● **REQUIRED TASKS**:
A. Please list every percentage figure given in the road rage article below.
B. According to the road rage article, what share of drivers has been threatened in a road rage incident?
C. Extend the article on road rage below, starting after its last sentence.

___ EXCERPT PROVIDED

Why does driving make us so angry?

Ever had to deal with an irate motorist? Where I live, the question should probably be: “Ever come across a motorist who isn’t mouthing obscenities, flashing their lights, leaning on their horn and making hand gestures that defy explanation to your children sitting in the back?” Or maybe that says more about my driving than anything else. Be that as it may, it seems road rage is endemic. A staggering 81% of drivers have been victims of road rage, according to a recent survey by Carwow.co.uk.


It’s your shout…


Shouting would seem to be the most common expression of anger. But aggressive or dangerous driving and verbal abuse are also regular occurrences. And one in five drivers has been threatened in a road rage incident. But if road rage is so common, how come 51% of us claim we never give in to our aggression? Is it really the case that only 30% of us allow anger to get the better of us once or twice a month, as the survey suggests – or are we too ashamed to ’fess up and admit we do our fair share of yelling and gesticulating?

______
___ AVAILABLE DATA

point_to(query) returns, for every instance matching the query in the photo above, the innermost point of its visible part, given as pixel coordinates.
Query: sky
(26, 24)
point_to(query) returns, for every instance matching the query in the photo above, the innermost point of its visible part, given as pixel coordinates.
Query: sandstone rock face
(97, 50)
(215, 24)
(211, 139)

______
___ AVAILABLE DATA

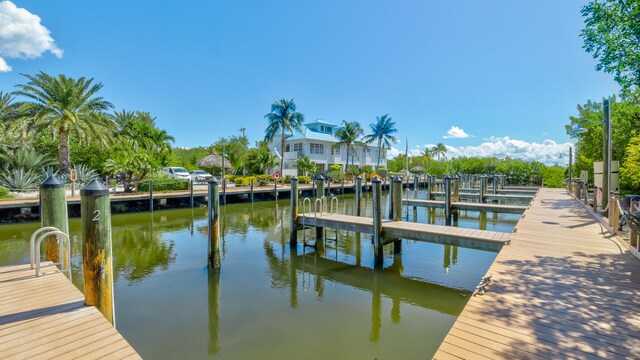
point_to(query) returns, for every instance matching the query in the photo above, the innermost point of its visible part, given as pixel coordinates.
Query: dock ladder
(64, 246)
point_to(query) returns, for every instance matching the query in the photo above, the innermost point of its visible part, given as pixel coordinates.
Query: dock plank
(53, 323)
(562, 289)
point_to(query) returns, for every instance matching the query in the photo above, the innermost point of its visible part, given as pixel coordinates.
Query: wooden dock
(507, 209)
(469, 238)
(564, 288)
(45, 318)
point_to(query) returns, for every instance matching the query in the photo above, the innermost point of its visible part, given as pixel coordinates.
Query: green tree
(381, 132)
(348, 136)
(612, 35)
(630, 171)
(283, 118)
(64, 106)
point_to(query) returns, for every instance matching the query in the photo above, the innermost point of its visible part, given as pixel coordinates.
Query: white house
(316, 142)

______
___ AVAILABLE DATA

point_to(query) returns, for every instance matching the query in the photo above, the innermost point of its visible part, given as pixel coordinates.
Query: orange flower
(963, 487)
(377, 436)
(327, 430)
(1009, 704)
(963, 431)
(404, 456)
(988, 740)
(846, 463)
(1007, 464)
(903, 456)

______

● **ANSWERS BY ITEM NUMBER**:
A. 81%, 51%, 30%

B. One in five drivers.

C.
Authority figures


The authorities have tried to crack down on road rage by introducing £100 penalties for poor driving habits, such as tailgating and lane hogging. Quite whether this will have the desired effect remains to be seen. After all, if you’re prone to tantrums that make your veins stand out on your temples, are you really going to be able to modify your behaviour at will? The root of the problem is surely woven into how cars and driving affect our psychology. Most of us behave differently when we’re driving. We lose our inhibitions because we feel anonymous and immune. In other words, we make rude gestures at other motorists behind the wheel that we would never dream of making face to face.


Fighting the fury


So while it’s tempting to blame road rage on a specific group of problem drivers, we should all acknowledge our potential to lose our rags and think about how we can avoid confrontation, stress and accidents. Here’s a few suggestions:


allow plenty of time for your journey. If you are late, you are much more likely to be aggressive

don’t get behind the wheel if you are upset, angry or unwell (or hungover – a disastrous idea for all manner of reasons, not least the fact that you’re probably still over the limit)

don’t allow yourself to be distracted by music, phones, maps or passengers

do your best not to antagonize other drivers. So, no lane hogging, inappropriate use of the horn, flashing your headlights, tailgating or cutting-up

wave an apology if you make a mistake as the acknowledgement can defuse a potentially explosive situation

don’t competing with other drivers. It’s a public highway, not a racetrack

if someone else is driving aggressively, don’t make eye contact, shout or gesticulate.

What if you’re the victim?


It’s probably happened to all of us. You suddenly find yourself on the receiving end of a barrage of abuse and aggressive behaviour.


So what’s the best strategy?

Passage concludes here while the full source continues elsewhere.